* **Required task**: Rewrite the entries below with every instance of "white jacket" changed to "gray jacket", keeping everything else the same, and omit the pictures from your answer.

* **Data excerpts**:
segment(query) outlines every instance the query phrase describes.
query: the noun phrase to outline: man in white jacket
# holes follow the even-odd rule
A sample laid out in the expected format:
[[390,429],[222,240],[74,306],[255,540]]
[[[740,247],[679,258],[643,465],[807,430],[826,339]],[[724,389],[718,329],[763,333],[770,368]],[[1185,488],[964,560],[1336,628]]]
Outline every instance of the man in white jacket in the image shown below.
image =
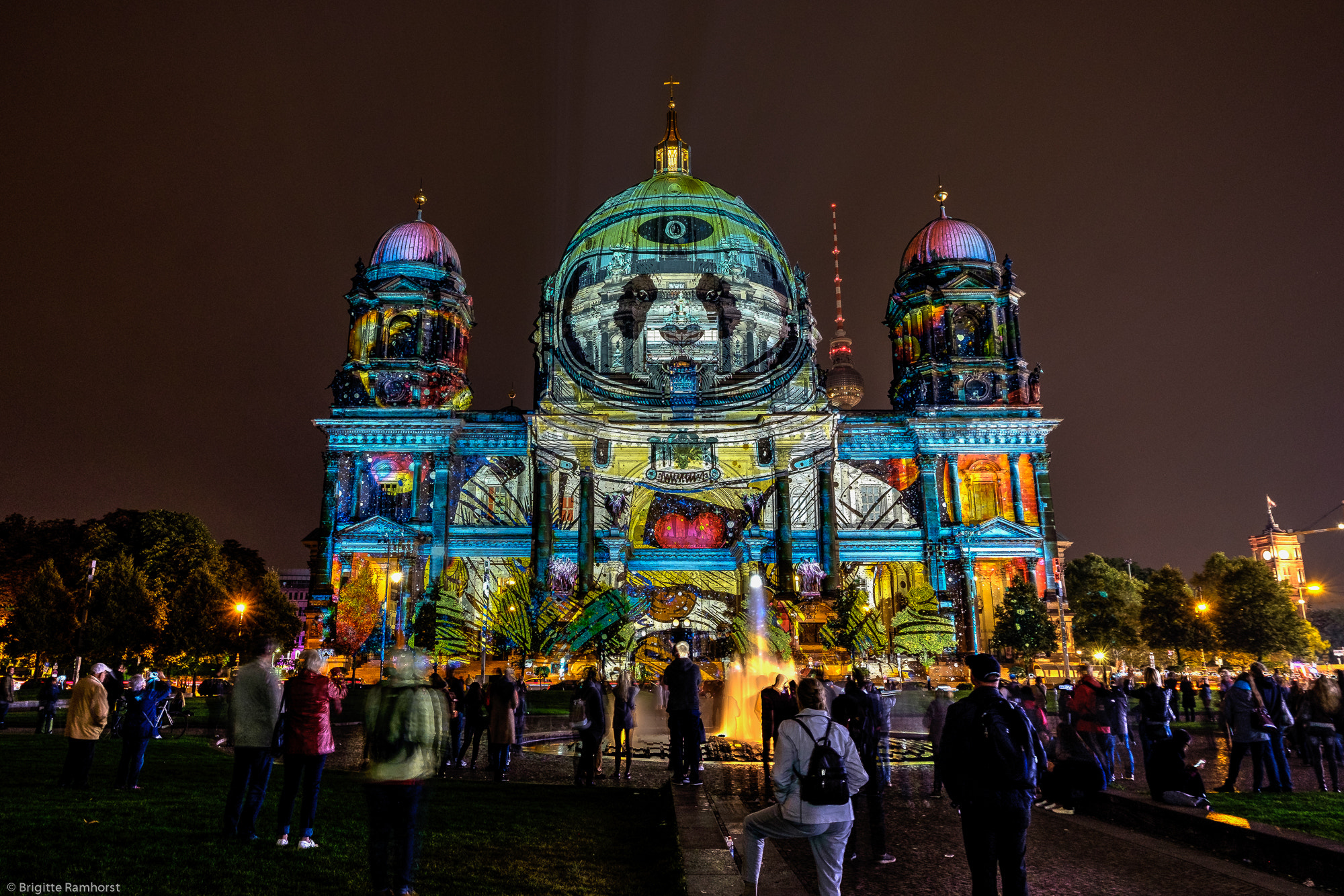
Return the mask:
[[775,739],[771,780],[778,802],[769,809],[751,813],[742,822],[742,881],[743,892],[749,896],[757,892],[761,856],[765,853],[767,837],[777,839],[806,837],[817,862],[820,895],[840,896],[844,848],[849,839],[849,829],[853,827],[853,805],[845,800],[839,806],[813,806],[804,802],[800,784],[808,774],[814,741],[823,739],[829,739],[831,748],[844,761],[851,796],[868,783],[868,774],[859,760],[859,751],[849,740],[849,732],[843,725],[831,724],[820,681],[804,678],[798,682],[798,714],[780,725]]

* **Problem solution**:
segment(query) outlines every instance the query phrase describes.
query: the noun phrase to outline: man in gray jacket
# holes follow the even-odd rule
A sample laid out in the expected format:
[[390,429],[222,240],[74,306],[255,540]]
[[[740,247],[679,258],[643,465],[807,430],[826,339]],[[724,389],[718,329],[763,333],[770,368]],[[1185,488],[964,560],[1336,628]]]
Outline every instance of the man in gray jacket in the image shown below.
image =
Return the mask:
[[775,739],[771,780],[778,802],[769,809],[751,813],[742,822],[742,881],[743,892],[749,896],[757,892],[761,856],[765,853],[767,837],[777,839],[806,837],[817,862],[820,895],[840,896],[844,848],[849,839],[849,829],[853,827],[853,805],[845,800],[839,806],[813,806],[804,802],[800,784],[808,774],[814,741],[823,739],[829,739],[831,748],[844,761],[851,796],[868,783],[868,774],[859,760],[859,751],[849,740],[849,732],[843,725],[831,724],[820,681],[804,678],[798,682],[798,714],[780,725]]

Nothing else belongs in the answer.